— start of Data lines —
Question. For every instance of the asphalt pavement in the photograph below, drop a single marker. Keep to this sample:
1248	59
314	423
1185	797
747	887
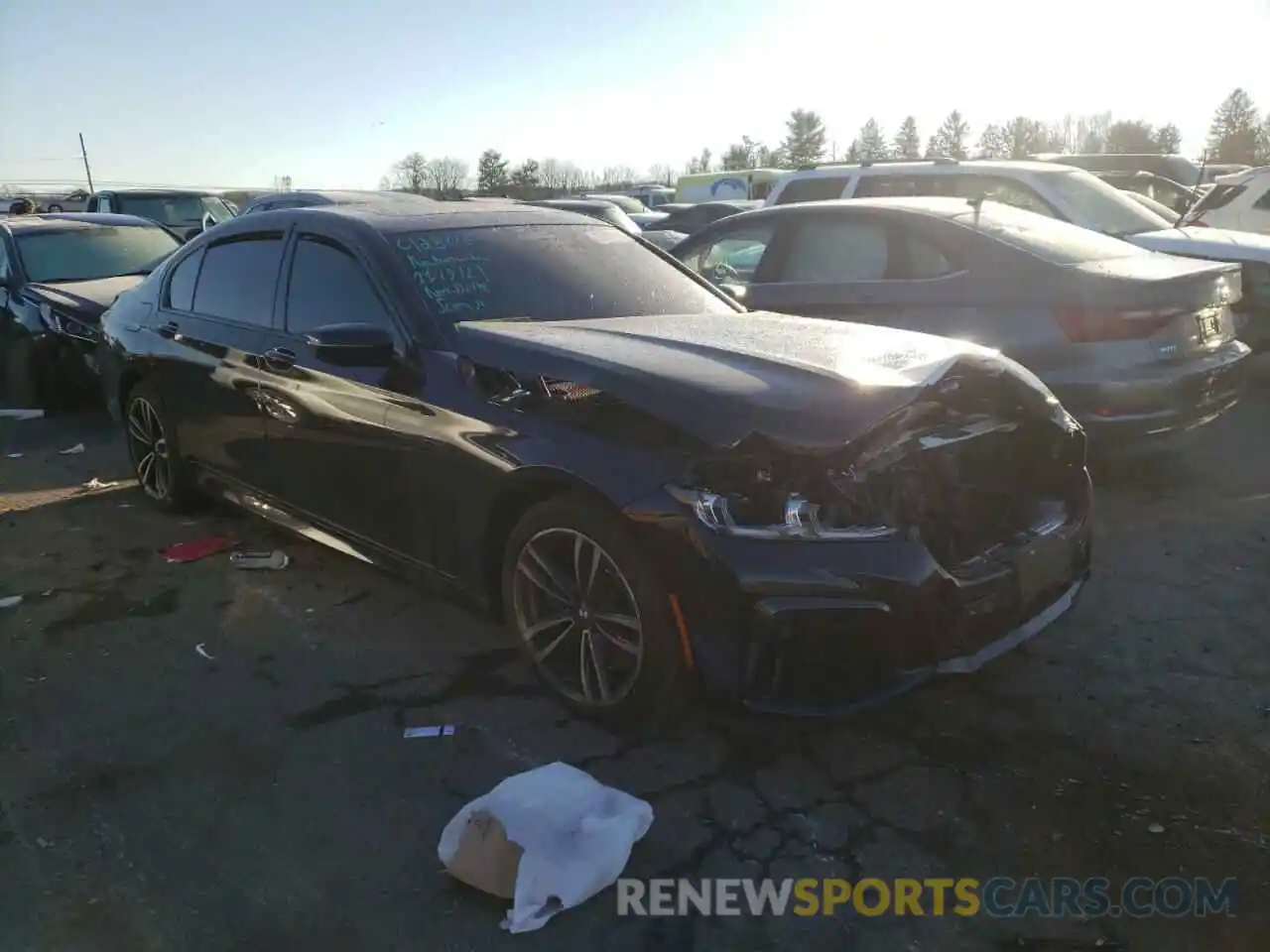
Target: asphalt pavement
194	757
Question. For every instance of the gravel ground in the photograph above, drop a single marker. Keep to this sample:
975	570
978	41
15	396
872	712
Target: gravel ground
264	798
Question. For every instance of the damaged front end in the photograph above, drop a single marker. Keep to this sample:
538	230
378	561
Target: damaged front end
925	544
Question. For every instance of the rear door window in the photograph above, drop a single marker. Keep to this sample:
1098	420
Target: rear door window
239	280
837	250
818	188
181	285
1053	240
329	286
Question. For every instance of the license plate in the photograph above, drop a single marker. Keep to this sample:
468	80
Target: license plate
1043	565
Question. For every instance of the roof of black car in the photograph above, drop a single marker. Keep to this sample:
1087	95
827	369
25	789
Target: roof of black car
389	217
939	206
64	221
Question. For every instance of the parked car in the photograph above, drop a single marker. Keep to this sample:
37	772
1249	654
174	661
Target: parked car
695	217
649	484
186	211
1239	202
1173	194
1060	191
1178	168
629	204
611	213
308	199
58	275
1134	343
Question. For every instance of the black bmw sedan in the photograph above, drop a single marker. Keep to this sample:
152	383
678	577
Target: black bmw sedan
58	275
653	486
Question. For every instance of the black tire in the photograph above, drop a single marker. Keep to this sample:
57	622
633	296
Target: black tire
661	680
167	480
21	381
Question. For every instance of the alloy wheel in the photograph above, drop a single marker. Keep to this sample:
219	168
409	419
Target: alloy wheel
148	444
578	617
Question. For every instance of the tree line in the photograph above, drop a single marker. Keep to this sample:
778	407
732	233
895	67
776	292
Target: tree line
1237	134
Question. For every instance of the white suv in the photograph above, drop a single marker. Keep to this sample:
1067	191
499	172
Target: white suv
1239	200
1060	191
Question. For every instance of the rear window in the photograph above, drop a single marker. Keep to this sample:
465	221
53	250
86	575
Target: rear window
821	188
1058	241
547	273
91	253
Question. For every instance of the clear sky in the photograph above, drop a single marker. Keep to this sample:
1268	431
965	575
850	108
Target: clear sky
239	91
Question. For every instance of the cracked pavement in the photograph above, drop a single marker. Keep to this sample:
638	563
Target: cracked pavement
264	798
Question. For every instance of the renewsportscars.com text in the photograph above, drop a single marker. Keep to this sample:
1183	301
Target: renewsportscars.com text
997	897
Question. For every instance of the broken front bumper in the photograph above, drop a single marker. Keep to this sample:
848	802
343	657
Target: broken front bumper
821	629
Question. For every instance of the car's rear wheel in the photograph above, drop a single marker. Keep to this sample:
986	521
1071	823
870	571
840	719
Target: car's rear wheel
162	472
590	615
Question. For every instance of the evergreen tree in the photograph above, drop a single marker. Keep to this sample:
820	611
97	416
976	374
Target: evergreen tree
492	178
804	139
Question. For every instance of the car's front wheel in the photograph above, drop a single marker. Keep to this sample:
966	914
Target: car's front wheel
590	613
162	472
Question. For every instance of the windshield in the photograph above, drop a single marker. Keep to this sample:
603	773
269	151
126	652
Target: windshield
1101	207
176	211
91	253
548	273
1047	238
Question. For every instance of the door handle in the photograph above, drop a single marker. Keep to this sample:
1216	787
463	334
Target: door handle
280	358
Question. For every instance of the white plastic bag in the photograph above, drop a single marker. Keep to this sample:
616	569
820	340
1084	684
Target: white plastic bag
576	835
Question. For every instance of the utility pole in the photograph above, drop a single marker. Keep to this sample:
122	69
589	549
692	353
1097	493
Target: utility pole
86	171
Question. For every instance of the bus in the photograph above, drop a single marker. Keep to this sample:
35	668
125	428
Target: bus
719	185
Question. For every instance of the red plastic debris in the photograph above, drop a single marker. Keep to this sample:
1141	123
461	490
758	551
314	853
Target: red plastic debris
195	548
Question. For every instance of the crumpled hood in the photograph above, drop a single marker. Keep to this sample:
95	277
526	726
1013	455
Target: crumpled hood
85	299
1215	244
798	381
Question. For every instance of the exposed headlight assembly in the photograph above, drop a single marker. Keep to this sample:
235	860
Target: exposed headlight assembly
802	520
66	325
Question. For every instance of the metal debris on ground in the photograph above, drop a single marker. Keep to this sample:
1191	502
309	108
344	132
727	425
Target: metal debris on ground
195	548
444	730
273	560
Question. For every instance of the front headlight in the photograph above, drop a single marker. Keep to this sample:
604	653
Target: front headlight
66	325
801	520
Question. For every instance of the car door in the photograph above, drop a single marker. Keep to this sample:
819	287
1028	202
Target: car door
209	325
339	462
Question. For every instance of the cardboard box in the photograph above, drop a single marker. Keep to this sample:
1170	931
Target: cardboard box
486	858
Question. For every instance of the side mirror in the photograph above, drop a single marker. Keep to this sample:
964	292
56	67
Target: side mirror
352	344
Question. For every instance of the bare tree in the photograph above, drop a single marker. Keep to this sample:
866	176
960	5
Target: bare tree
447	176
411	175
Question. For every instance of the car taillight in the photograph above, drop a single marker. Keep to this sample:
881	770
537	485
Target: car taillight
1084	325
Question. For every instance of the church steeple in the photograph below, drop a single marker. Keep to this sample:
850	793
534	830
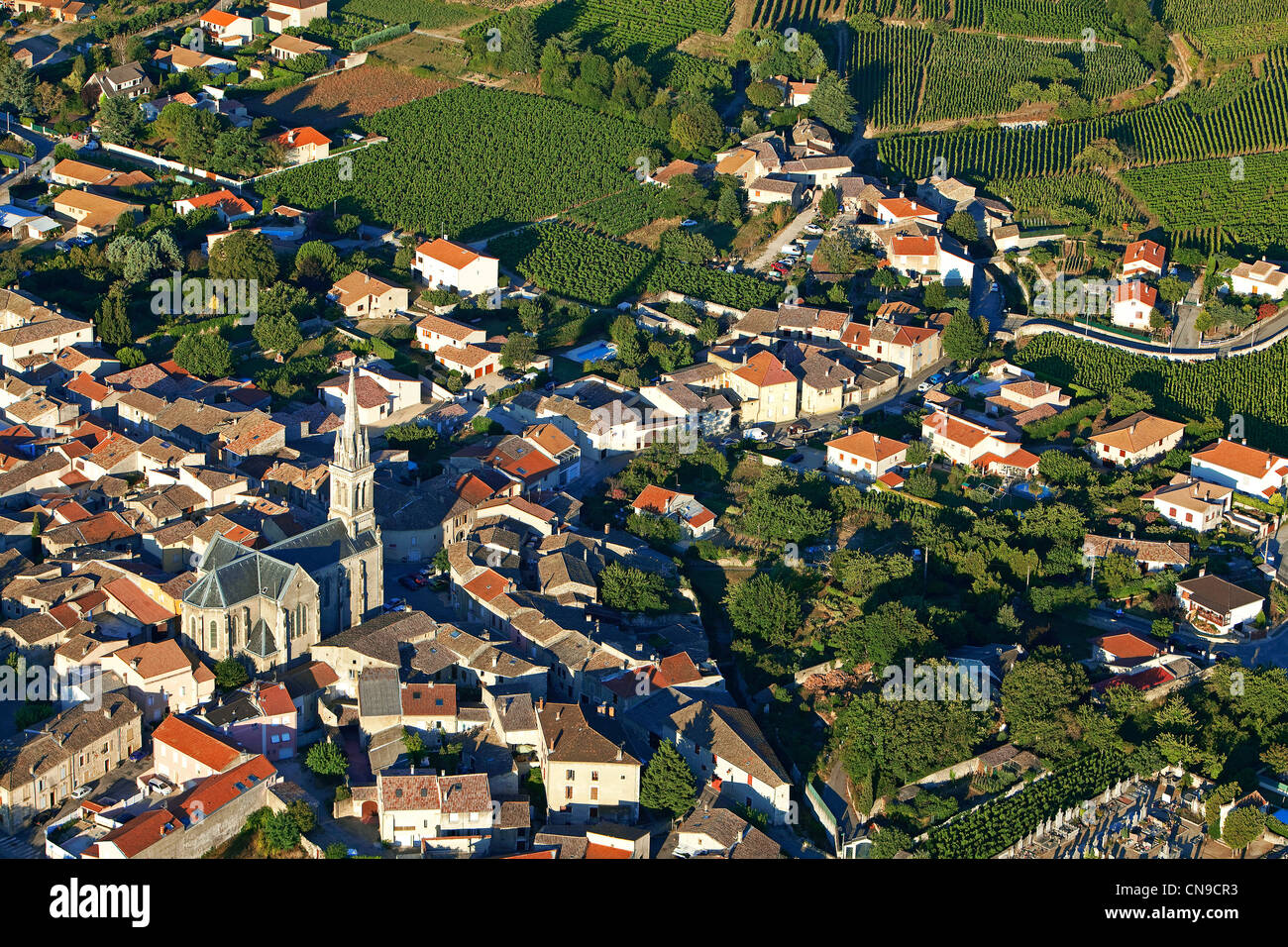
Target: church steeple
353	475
— end of Data lines —
Set problem
Rewrite the data from the line containing "Question. For every instance of the side" through the end of the data, inclusive, replacing "drop a single marker" with "place one point" and leaving everything else unchanged. Leave the pictures out of the answer.

Result
Question. For every instance of the side mirror in the photograph above, place one point. Keep to this sample:
964	292
56	67
Target: side mirror
352	344
Question. For every instance of the bare tree in the photograph above, place one point. Keep to this sample:
866	176
960	5
Target: bare tree
447	176
411	175
Question. For every instance of the car taillight in the photograph above, place one point. Keep to this sample:
881	770
537	485
Target: car taillight
1084	325
Question. For every instance of the church steeple in the photograph below, place one point. Keep to this sample:
850	793
534	830
Target: church steeple
353	475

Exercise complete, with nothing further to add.